• **Your objective**: Can you rename "Example query" to "Sample query" in every entry below, keep all other text unchanged, and omit the pictures from your reply?

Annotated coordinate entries
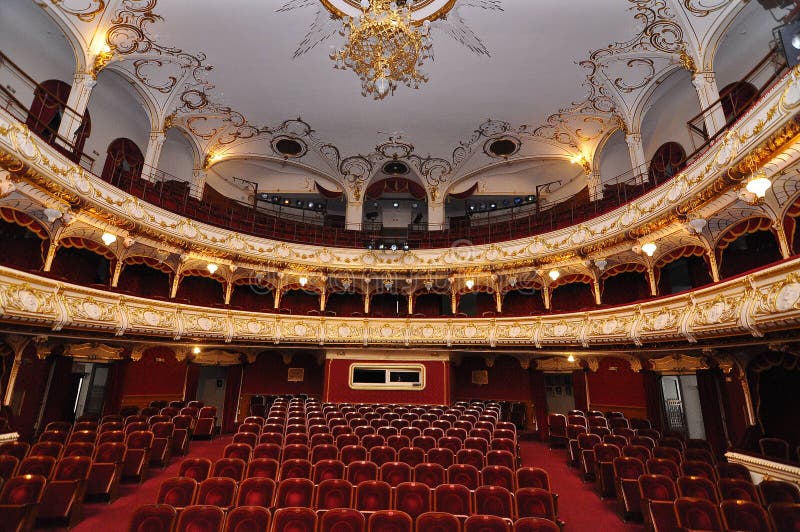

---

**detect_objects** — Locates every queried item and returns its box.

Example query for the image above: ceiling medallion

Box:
[331,0,432,100]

• **Finished task**:
---

**detect_objects** — Locates every queried item and returns its box.

Sample query for the image above: ceiling medallion

Box:
[331,0,432,100]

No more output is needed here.